● DIRECTIONS
Copy out every one of the records below word for word, leaving out the pictures.
## Begin
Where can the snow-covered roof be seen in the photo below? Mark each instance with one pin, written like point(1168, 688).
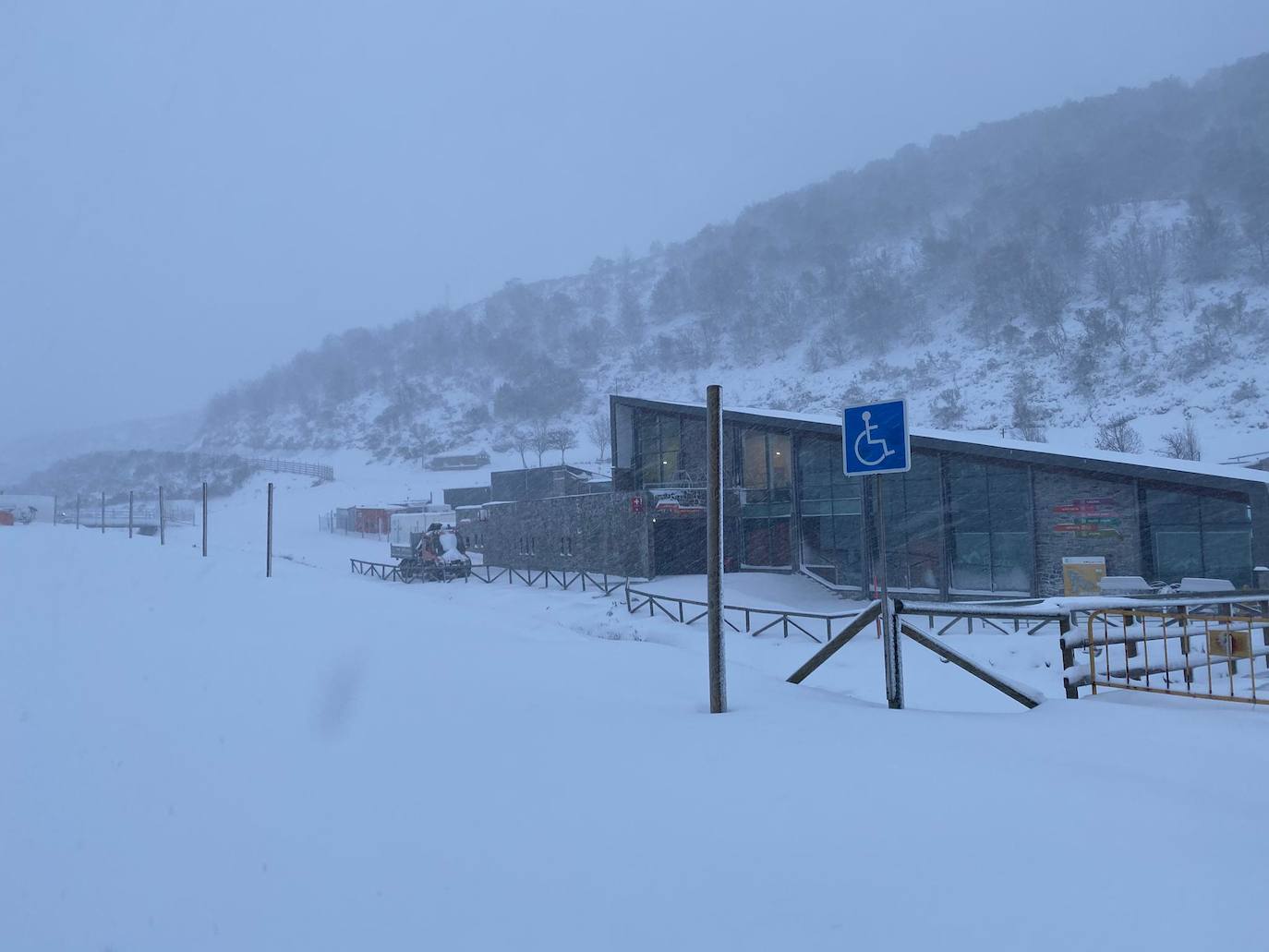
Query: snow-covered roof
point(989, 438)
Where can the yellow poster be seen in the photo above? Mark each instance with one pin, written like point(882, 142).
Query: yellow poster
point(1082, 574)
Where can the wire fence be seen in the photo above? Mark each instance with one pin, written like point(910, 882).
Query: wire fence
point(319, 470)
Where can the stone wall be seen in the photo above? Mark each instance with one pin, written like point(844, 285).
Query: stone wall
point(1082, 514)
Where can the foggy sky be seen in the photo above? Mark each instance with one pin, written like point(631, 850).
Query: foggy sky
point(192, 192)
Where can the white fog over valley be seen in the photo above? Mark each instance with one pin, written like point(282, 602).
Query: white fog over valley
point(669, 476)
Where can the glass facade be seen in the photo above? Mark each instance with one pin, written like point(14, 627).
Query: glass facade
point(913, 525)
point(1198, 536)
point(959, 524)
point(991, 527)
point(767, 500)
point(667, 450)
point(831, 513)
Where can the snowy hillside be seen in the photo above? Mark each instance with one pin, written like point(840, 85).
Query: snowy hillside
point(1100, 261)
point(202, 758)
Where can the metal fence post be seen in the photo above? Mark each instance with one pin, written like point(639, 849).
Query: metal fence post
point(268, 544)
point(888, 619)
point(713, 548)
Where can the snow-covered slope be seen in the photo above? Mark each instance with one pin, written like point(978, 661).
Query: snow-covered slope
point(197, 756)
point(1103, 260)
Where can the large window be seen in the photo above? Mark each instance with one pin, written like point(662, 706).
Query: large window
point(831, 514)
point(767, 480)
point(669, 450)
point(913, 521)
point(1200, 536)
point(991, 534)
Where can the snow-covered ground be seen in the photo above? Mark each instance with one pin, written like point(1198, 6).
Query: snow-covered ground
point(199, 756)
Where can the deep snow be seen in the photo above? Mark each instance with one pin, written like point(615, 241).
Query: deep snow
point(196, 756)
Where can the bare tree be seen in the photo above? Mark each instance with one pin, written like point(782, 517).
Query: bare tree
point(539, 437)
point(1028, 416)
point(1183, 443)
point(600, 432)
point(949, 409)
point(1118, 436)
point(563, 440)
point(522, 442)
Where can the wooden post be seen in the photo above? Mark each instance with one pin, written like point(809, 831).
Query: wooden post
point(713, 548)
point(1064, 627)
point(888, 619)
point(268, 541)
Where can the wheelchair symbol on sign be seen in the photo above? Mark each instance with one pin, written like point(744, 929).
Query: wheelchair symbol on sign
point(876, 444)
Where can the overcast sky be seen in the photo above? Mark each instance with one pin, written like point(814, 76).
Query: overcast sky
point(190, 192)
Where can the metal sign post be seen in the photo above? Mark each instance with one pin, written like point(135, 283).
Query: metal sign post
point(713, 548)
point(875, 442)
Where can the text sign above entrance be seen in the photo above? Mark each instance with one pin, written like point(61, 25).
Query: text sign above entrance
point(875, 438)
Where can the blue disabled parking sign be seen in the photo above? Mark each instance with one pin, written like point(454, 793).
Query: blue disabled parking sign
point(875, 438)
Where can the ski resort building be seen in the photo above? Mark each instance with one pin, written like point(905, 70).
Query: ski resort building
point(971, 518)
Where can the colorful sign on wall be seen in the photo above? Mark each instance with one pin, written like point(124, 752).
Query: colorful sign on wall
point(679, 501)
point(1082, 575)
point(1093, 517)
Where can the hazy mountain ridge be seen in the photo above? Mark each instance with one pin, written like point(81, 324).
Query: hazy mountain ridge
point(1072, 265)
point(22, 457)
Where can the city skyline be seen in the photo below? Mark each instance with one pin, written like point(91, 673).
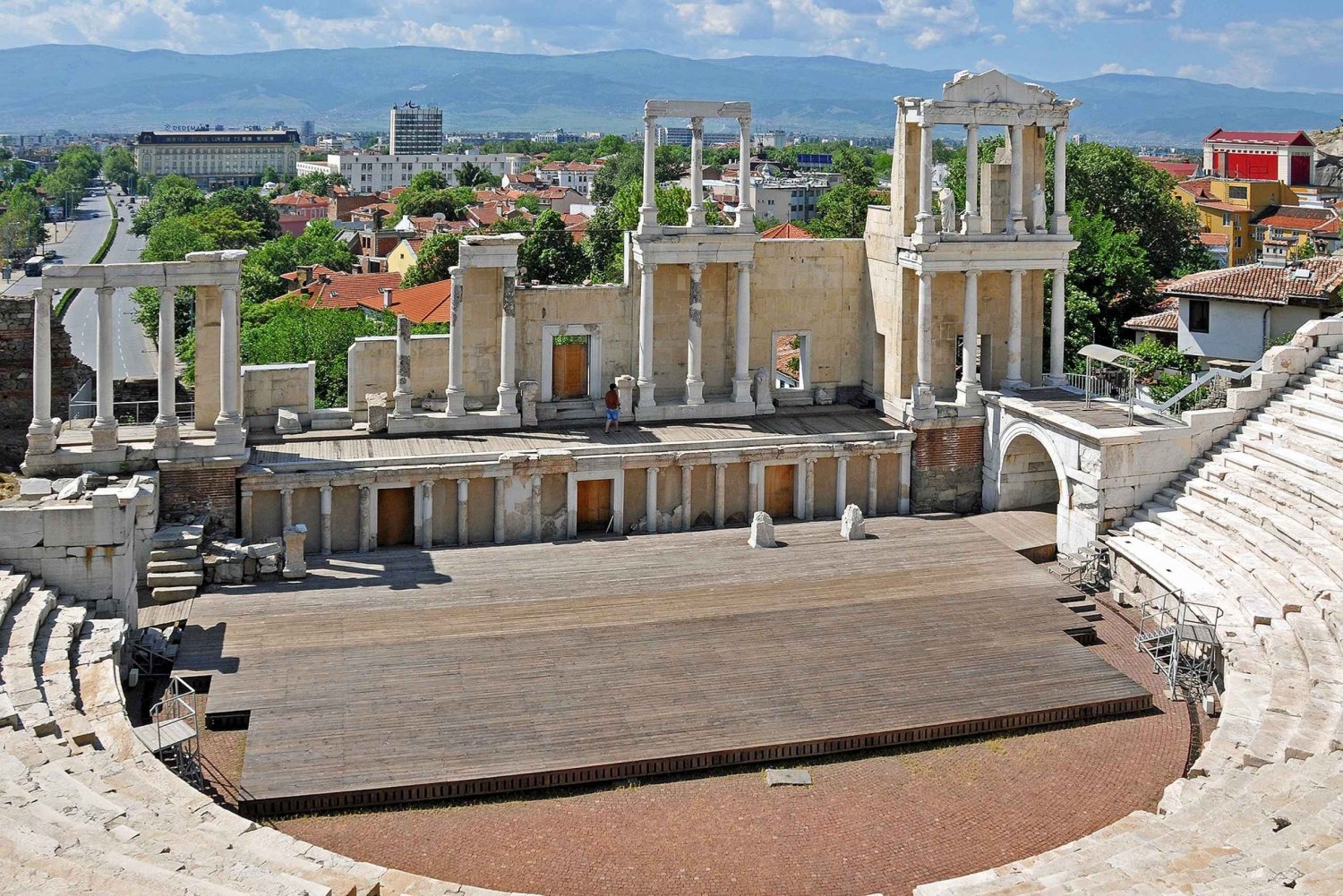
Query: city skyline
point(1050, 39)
## End
● ANSWER
Where can the snow-covered roof be seen in the photo below? Mark each instance with one pin, written like point(1168, 688).
Query: snow-covered roof
point(989, 438)
Where can the yellow poster be seen in the photo above? Mark each instance with one pin, written like point(882, 142).
Query: yellow poster
point(1082, 574)
Where can the wire fence be seen in the photo above? Mark each instance with one pin, written like point(910, 882).
Query: wire fence
point(319, 470)
Where can the stone wall be seen in the photo above? Mark each instance with one pin, written like point(844, 285).
Query: stone wall
point(1082, 514)
Where can the foggy sky be seen in the photo above? Mark each instance with one pin, written like point(631, 850).
Query: foggy sky
point(192, 192)
Where can the white fog over valley be seen in the photo above? Mark each instance with one pin, written like point(282, 602).
Query: white fog over valley
point(669, 476)
Where can the glass facade be seen in the photo above? Mark each instance with one pin, written like point(14, 627).
Query: glass facade
point(913, 525)
point(1198, 536)
point(959, 524)
point(991, 527)
point(767, 500)
point(667, 450)
point(831, 513)
Where can the snowy hillside be seen in the photo above? Mark each instance with one pin, written like point(840, 85).
Query: snowy hillside
point(1100, 261)
point(202, 758)
Where can the metal fence post be seen in the photo above? Mark each instance with one pin, written like point(639, 849).
Query: metal fence post
point(268, 544)
point(888, 619)
point(713, 548)
Where can the snow-covered slope be seen in the photo above? Mark each instance with one pin, written like point(978, 661).
Query: snow-covered slope
point(197, 756)
point(1103, 260)
Where can the large window be seen in the photo above? Mark each instance with one pin, written like point(662, 706).
Query: large window
point(831, 514)
point(767, 480)
point(669, 450)
point(913, 521)
point(1200, 536)
point(991, 534)
Where can the snow-covered ground be seen in the photo above? Mark each instance with one pin, written like point(1198, 6).
Query: snow-covered ground
point(199, 756)
Where can the deep snow be seen in the photo above? Mark each instance with one pin, written like point(615, 241).
Query: deep snow
point(196, 756)
Where can the bare tree be seen in the photo above? Mark each instance with one pin, written like point(782, 517).
Query: bare tree
point(539, 437)
point(1028, 416)
point(1183, 443)
point(600, 432)
point(949, 409)
point(1118, 436)
point(563, 440)
point(522, 442)
Where can the wooden post be seen in the photo above? Mark each instance with one pin, written like point(809, 831).
Query: wooden post
point(713, 548)
point(1064, 627)
point(888, 619)
point(268, 541)
Where can the wheelchair symbol on sign be seen in the photo above? Mark each instance with one pin, written like point(744, 929).
Query: wheelchair symbol on sign
point(876, 444)
Where can the overcast sky be seen in the photo above? Mark each instance with one pin, written like point(814, 76).
Query: overcast sky
point(190, 192)
Where can the metal sign post be seen in the photo above? Mark each instance with one pin, written like point(135, 283).
Query: metal sign post
point(713, 548)
point(875, 442)
Where can the text sign above entrance be seen in the photo above? Mark each instance with one pin, written like point(61, 25).
Query: text sign above entrance
point(875, 438)
Where can the blue disabled parking sign be seen in the photo above? Mark each instance with one pin, written like point(454, 793).
Query: blue disabled parking sign
point(875, 438)
Where can the ski resort building be seen in the photo above? Mark each instance with one pin, written like point(905, 70).
Query: ski resort building
point(971, 518)
Where can the colorful sign on wall be seen in the photo above? Mark each instance with one pin, written like point(124, 752).
Query: colorful sign on wall
point(679, 501)
point(1082, 575)
point(1093, 517)
Where can the hazy mountain ridge be seen in the photo above? Mark each instance with one pin, written like point(81, 324).
Query: hazy mountain ridge
point(1072, 265)
point(22, 457)
Where can the city skyline be seen in the photo below? Mark each instance with one pin, written like point(91, 673).
Query: city skyline
point(1050, 39)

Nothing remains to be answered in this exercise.